> [PROVIDED RECORDS]:
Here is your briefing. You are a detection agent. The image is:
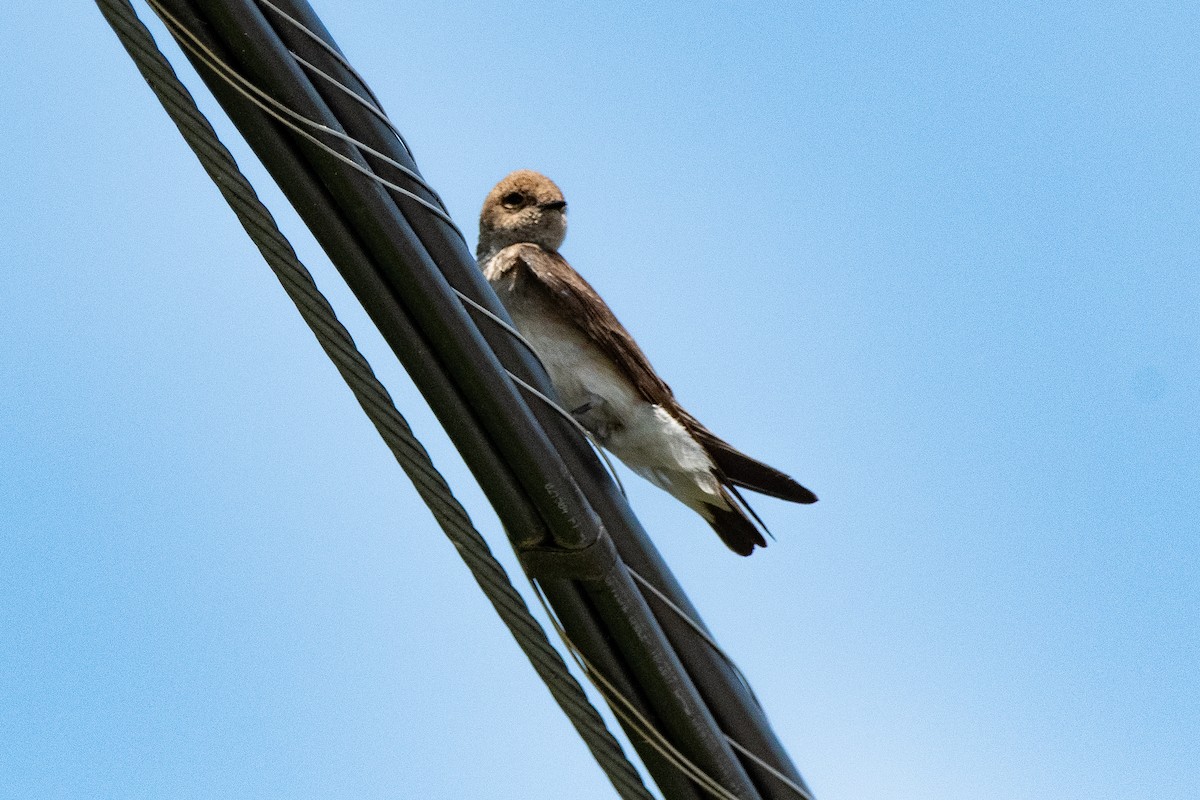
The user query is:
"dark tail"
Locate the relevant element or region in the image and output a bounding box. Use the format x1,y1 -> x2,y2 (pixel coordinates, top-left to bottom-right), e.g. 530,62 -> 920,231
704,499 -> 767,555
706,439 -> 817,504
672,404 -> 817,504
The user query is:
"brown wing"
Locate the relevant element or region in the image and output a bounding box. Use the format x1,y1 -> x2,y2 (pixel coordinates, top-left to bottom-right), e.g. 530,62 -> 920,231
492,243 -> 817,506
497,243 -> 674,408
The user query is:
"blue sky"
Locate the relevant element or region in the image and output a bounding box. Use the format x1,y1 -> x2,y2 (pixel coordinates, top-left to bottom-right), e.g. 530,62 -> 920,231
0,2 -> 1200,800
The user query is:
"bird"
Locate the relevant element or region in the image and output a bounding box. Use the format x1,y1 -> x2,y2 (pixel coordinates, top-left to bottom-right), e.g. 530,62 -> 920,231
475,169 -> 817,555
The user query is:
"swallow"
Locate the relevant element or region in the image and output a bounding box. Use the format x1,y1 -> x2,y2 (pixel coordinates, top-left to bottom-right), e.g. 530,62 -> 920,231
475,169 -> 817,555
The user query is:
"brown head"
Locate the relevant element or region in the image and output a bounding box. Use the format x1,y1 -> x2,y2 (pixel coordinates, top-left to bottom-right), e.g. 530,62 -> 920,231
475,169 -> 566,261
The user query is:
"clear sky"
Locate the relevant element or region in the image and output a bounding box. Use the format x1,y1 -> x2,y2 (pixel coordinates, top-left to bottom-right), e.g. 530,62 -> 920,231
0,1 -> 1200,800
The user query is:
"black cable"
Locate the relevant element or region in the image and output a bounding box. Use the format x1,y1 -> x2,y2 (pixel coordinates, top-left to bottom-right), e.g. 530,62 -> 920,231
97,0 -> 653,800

> [WHAT NEEDS TO BE DONE]:
Rewrite all of the material above, substituting "search phrase" for every occurrence of "user query" and keeping everything else as it is. Omit the pictures from your answer.

> [WRITTEN SOLUTION]:
Here is your briefing. You are a detection agent. The image is:
The search phrase is:
"dark tail"
Locate the relevant element or region in the image and output a bounding box. Use the format x1,y1 -> x2,y2 (pixel coordinates, top-left to bottom-right), e.g. 530,62 -> 920,231
704,499 -> 767,555
706,439 -> 817,504
672,404 -> 817,504
The search phrase is:
"brown wing"
Locate the relevant element or region in the image and output a bounding box. Use the format x1,y1 -> x2,y2 (pixel coordinates, top-left to bottom-right), e.g. 530,62 -> 920,231
492,243 -> 817,506
497,243 -> 674,408
The search phrase is:
"blue sky"
Locate the relevant element or region in the image and output a bounding box. Use the format x1,y1 -> x2,y2 (pixel coordinates, top-left to bottom-right), e.g. 530,62 -> 920,231
0,2 -> 1200,800
The search phrase is:
"bird"
Locate the relevant element or region in the image and output a bounding box. Use the format x1,y1 -> x2,y2 (pixel coordinates, top-left to bottom-right), e.g. 530,62 -> 920,231
475,169 -> 817,555
The search phrase is:
"swallow"
Locate the relevant element or region in the image and output a bounding box. Use the format x1,y1 -> x2,y2 (pixel coordinates, top-left to bottom-right), e.g. 530,62 -> 920,231
475,169 -> 817,555
The search phrase is:
"brown head"
Locate the relevant element or region in the image and output a bounding box. Use the format x1,y1 -> x2,y2 (pixel coordinates, top-left to bottom-right), e.g. 530,62 -> 920,231
475,169 -> 566,261
The search phrase is:
"clear sky"
Locate the relevant element or region in the image and output a bounding box. Use the format x1,y1 -> x2,y2 (pixel coordinates, top-left to bottom-right), e.g. 530,62 -> 920,231
0,1 -> 1200,800
The search phrase is:
"black cable"
Locate the relevant element or region in the image and output a bounding box. Use the format x1,y1 -> x2,y2 (pixel coordinates, top-left to bottom-right), e.g. 530,62 -> 920,231
97,0 -> 653,800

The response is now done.